Reading passage:
▼

Concurrent validity was investigated by correlation between the DIS-D and BFM-M scores, which was found to be good, r
s = 0.88. The BFM is currently the only recommended scale for assessing generalized inherited dystonia in adults [
6]. To date, the BFM is often also used in children with dystonia (e.g., in intervention studies), since there is a lack of assessment scales designed for this population. This high correlation shows that the DIS measures are similar compared to the gold standard, the BFM. This evidence of concurrent validity suggests that both scales could be used to evaluate dystonia in future intervention studies in children and young adults with inherited and idiopathic dystonias.
In addition, due to the construct of the DIS, this scale can be used to describe the clinical patterns of dystonia and choreoathetosis in individuals with inherited or idiopathic dystonia, which has not been reported before. This might yield more accurate phenotypes compared to unstructured clinical observations. In-depth analysis of raw data in our study revealed that the presence of choreoathetosis was lower compared to dystonia. This is a new and clinically important finding, and the DIS could thus be used to map clinical patterns in inherited and/or acquired dystonias in future studies. These results can generate new insights on the distribution of both movement disorders, which may in turn help treatment delineation for each individual patient.
A limitation of this study is the rather small sample size. According to our power calculations, we chose to include 20 individuals. However, since some actions in the body region items could only be executed by half of the subjects, the ICC values of these actions should be interpreted with caution. With more participants included, these action items might have yielded more accurate results (smaller confidence intervals).

▲

Activity 1: In the passage on dystonia assessment, how many individuals did the study include?
Activity 2: Please pick up the passage on dystonia assessment at the point where it stops and continue it.
You will not need the listing.

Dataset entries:
▼

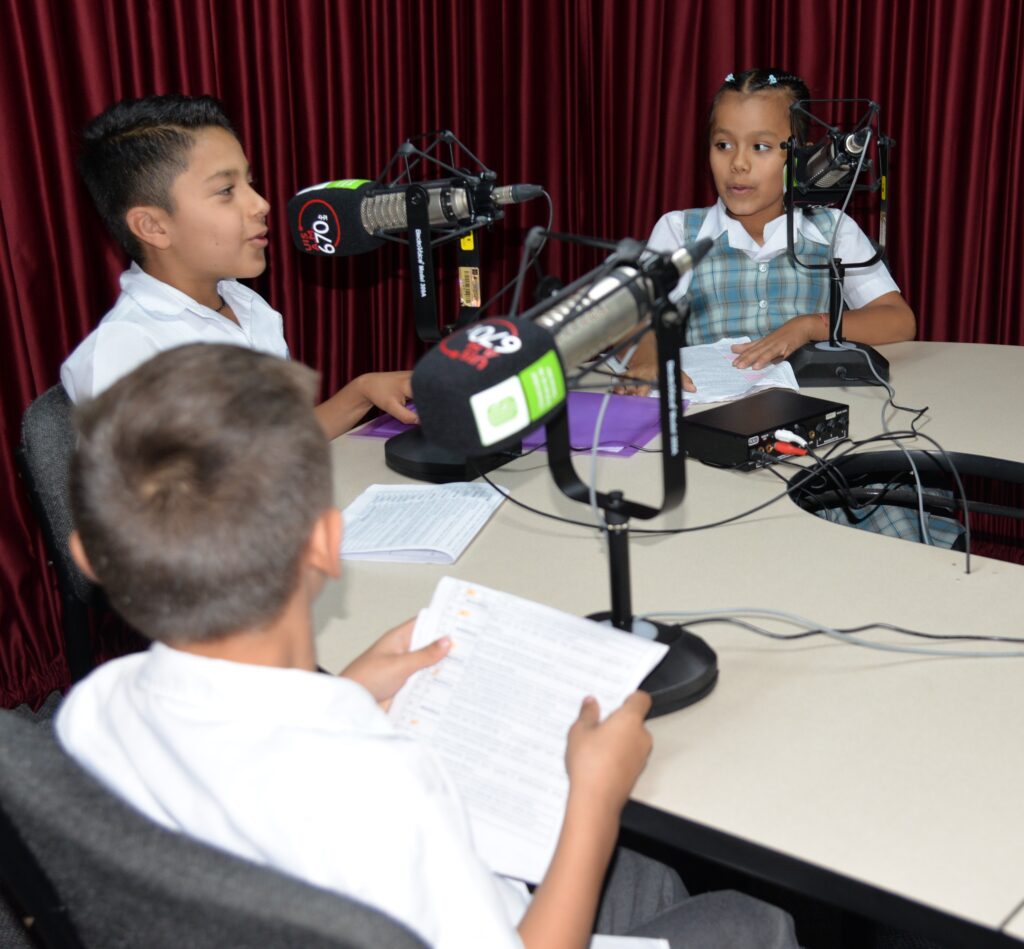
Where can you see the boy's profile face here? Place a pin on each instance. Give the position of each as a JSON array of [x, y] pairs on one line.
[[217, 229], [745, 159]]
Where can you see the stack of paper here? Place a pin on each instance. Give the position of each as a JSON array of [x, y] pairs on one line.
[[719, 381], [499, 707], [417, 523]]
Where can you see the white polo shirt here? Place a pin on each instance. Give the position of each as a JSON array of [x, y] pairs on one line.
[[860, 285], [151, 316], [296, 770]]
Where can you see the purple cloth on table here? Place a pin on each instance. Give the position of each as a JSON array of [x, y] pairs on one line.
[[629, 423]]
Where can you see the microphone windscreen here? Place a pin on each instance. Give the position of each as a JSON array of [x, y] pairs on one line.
[[325, 219], [482, 388]]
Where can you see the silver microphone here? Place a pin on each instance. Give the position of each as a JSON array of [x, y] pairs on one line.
[[832, 163], [446, 204], [590, 320]]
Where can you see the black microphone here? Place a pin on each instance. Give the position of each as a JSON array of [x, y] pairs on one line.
[[340, 218], [481, 389], [832, 163]]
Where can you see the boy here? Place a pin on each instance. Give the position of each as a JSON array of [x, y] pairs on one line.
[[172, 184], [201, 490]]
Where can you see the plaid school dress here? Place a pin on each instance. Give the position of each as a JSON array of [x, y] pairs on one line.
[[733, 296]]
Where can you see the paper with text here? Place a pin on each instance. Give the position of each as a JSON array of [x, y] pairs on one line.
[[417, 523], [718, 380], [498, 709]]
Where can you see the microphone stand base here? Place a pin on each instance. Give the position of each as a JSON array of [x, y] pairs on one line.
[[686, 674], [411, 455], [846, 364]]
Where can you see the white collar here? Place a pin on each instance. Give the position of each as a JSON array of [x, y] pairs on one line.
[[261, 690], [155, 296], [719, 222]]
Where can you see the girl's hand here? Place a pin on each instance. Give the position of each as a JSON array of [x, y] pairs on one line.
[[778, 345]]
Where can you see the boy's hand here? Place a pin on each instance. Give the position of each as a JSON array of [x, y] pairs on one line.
[[383, 669], [604, 759], [389, 392], [780, 344], [644, 371]]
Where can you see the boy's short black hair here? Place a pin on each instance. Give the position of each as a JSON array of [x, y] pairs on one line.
[[195, 486], [134, 151]]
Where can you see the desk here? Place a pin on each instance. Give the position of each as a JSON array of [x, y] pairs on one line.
[[902, 774]]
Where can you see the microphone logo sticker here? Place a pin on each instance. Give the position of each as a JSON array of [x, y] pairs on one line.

▲

Expected answer 1: 20 individuals.

Expected answer 2:
The DIS is the most comprehensive assessment tool currently available to evaluate the presence and severity of dystonia and choreoathetosis in a similar construct. For the individual being assessed, the time spent on filming according to the DIS video protocol is probably somewhat longer than in the case of the BFM-M. For the rater though, the DIS is much more time-consuming to score, since both dystonia and choreoathetosis are scored regarding amplitude and duration, in rest as well as in action. This makes the scale more feasible for scientific research rather than use in clinical practice. Effort is currently being made to explore statistical techniques that allow for a reduction of scoring options to shorten scoring time and to omit items that showed low agreement or many missing data. This may transform the DIS into a clinically attractive tool, which could lead to better consensus in assessing dystonia and choreoathetosis [
10].
Another aspect to take into account is that the DIS yields a total percentage score. When evaluating interventions with the DIS, caution is thus warranted when comparing pre- and post-evaluation scores, as the number of performed actions might differ before and after the intervention. Only the items that were performed both pre- and post-intervention should be used in the comparative analysis and the items that were only present before or after the intervention should be discussed descriptively.
In conclusion, the DIS might be a promising tool to assess dystonia and choreoathetosis in children and young adults with inherited or idiopathic dystonia, since inter-rater reliability, test-retest reliability, and concurrent validity are shown to be good to excellent. This allows for more accurate evaluation of the effect in intervention studies, which may subsequently lead to better pharmacological or neurosurgical treatment management for populations with genetic and idiopathic dystonias. Furthermore, the natural course of these rare diseases might be better understood if individuals could be longitudinally evaluated.